Dataset entries
----------

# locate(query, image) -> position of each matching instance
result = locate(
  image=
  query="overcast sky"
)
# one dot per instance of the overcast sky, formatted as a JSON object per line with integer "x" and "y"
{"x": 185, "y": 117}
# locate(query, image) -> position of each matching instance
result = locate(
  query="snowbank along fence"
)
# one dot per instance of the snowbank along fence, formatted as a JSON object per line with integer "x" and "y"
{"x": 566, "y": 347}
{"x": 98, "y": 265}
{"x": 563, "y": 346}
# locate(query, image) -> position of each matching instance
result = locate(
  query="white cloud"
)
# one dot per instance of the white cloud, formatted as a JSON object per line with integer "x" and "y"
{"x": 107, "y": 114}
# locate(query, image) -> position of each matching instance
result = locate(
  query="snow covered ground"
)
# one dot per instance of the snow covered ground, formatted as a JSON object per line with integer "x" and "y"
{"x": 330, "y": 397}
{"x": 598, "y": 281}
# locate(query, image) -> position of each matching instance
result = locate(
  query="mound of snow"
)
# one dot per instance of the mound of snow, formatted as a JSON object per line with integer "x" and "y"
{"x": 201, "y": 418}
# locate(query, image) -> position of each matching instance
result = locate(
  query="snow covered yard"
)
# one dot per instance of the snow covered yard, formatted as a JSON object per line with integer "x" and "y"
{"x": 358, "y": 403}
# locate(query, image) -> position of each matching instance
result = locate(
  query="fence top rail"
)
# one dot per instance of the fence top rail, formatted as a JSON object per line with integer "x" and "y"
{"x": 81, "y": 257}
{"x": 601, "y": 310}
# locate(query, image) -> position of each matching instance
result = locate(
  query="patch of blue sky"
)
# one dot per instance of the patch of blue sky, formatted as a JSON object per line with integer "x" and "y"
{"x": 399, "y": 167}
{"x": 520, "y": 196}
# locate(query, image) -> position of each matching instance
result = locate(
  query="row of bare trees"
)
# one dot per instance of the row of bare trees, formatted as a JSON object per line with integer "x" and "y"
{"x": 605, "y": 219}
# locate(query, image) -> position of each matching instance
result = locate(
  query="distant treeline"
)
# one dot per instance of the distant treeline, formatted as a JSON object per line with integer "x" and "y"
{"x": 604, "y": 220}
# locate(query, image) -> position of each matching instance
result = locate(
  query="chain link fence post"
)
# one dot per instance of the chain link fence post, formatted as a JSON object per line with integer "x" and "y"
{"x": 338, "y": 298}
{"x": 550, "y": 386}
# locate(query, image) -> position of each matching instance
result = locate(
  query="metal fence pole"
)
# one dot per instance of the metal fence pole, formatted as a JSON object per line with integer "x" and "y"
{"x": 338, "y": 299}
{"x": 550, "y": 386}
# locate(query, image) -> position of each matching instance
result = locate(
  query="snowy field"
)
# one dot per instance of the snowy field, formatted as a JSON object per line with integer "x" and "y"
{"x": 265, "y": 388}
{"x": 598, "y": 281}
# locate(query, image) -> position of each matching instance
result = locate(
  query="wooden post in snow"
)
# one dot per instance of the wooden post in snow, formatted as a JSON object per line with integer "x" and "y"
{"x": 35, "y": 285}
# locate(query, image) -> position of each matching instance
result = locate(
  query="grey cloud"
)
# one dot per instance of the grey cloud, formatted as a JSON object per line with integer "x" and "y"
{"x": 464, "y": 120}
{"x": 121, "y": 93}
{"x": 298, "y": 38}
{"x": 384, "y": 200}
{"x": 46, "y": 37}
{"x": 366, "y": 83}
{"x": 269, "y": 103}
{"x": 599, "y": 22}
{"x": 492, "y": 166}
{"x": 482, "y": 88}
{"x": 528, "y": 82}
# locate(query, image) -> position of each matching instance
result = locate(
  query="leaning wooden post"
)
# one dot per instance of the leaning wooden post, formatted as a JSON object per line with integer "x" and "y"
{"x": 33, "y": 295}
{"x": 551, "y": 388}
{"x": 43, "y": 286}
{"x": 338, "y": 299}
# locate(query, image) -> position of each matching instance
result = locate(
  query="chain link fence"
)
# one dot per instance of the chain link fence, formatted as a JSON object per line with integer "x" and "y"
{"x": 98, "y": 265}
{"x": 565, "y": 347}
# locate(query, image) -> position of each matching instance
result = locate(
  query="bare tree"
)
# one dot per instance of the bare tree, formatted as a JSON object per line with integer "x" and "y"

----------

May I have the entries returned exactly, with every line in place?

# locate(query, image) -> position of each matching instance
result = locate(
  image=
  query="overcast sky"
)
# one dot per instance of the overcast sky, formatted as a JSON object per line with integer "x" and "y"
{"x": 185, "y": 117}
# locate(query, image) -> position of each matching instance
result = locate(
  query="snowbank along fence"
)
# one dot per instance of the snowbank along fence, formatted as a JSON object per line with integer "x" and "y"
{"x": 566, "y": 347}
{"x": 98, "y": 265}
{"x": 563, "y": 346}
# locate(query, image) -> position of each matching instance
result = locate(
  query="white cloud"
)
# one dot per instance of the white cloud, formatted as a JSON object per line with integer "x" and "y"
{"x": 107, "y": 114}
# locate(query, image) -> position of each matching instance
result = locate(
  query="snow covered ground"
)
# one dot per instance of the snow covered ground, formatted as a JSON object per line with integer "x" and "y"
{"x": 330, "y": 397}
{"x": 598, "y": 281}
# locate(query, image) -> position of each matching instance
result = locate(
  query="mound of snow"
)
# one dot per instance of the mound of snow, formatted as a JSON object per line with integer "x" and "y"
{"x": 201, "y": 418}
# locate(query, image) -> position of each matching instance
result = locate(
  query="snow covered yard"
)
# one dot per instance of the snow covered yard, formatted as a JSON object per line with integer "x" and "y"
{"x": 358, "y": 403}
# locate(query, image) -> position of each matching instance
result = locate(
  query="fence top rail"
)
# one dot per instance of the fence top rail, formatted as a JSON object per line with integer "x" and "y"
{"x": 81, "y": 257}
{"x": 601, "y": 310}
# locate(query, image) -> position of each matching instance
result = locate(
  query="patch of blue sky"
)
# one dot per instance of the patch of blue sky, formatted as a JSON object per line with integer "x" and "y"
{"x": 399, "y": 167}
{"x": 520, "y": 196}
# locate(query, image) -> position of each matching instance
result = locate(
  query="row of bare trees"
)
# one dot per instance of the row of bare trees, formatted as a JSON object per line with integer "x" and "y"
{"x": 605, "y": 219}
# locate(query, image) -> position of each matching instance
result = locate(
  query="distant treeline"
)
# one dot per instance of the distant treeline, formatted as a JSON object per line with integer "x" and "y"
{"x": 604, "y": 220}
# locate(query, image) -> position of each matching instance
result = locate(
  query="chain link fence post"
)
# one dot per instance of the chain link fence post, formatted as a JSON object per line with integer "x" and "y"
{"x": 338, "y": 298}
{"x": 550, "y": 386}
# locate(query, image) -> position of each matching instance
result = locate(
  query="metal fence pole"
)
# one dot per instance of the metal fence pole, formatted as a JSON object per line with integer "x" and "y"
{"x": 338, "y": 299}
{"x": 550, "y": 386}
# locate(query, image) -> position of each matching instance
result = locate(
  query="snowy field"
)
# one dot per instance of the snowy field, formatted as a JSON object per line with integer "x" and "y"
{"x": 265, "y": 388}
{"x": 598, "y": 281}
# locate(query, image) -> position of each matching instance
result = locate(
  query="wooden post in snow"
)
# one dot per instance of the wooden post in snow, formatted as a JSON object per line with integer "x" and "y"
{"x": 35, "y": 285}
# locate(query, image) -> position of each matching instance
result = locate(
  query="grey cloud"
)
# one dot per instance of the grey cloud, formatted as a JSON object per line with integer "x" and "y"
{"x": 464, "y": 120}
{"x": 121, "y": 93}
{"x": 298, "y": 38}
{"x": 384, "y": 200}
{"x": 46, "y": 37}
{"x": 366, "y": 83}
{"x": 269, "y": 103}
{"x": 599, "y": 22}
{"x": 492, "y": 166}
{"x": 482, "y": 88}
{"x": 528, "y": 82}
# locate(query, image) -> position of each matching instance
result = locate(
  query="leaning wooden post"
)
# one dot per instance of the leaning wooden post, formatted as a JSON object per line with integer "x" and "y"
{"x": 33, "y": 295}
{"x": 551, "y": 388}
{"x": 43, "y": 286}
{"x": 338, "y": 299}
# locate(query, image) -> position of each matching instance
result = locate(
  query="chain link fence"
)
# one dot per instance of the chain link fence, formatted as a JSON object per line with integer "x" and "y"
{"x": 98, "y": 265}
{"x": 565, "y": 347}
# locate(query, image) -> position of each matching instance
result = locate(
  query="bare tree"
)
# one dot per instance of the bare tree, formatted as a JSON object per line with integer "x" and "y"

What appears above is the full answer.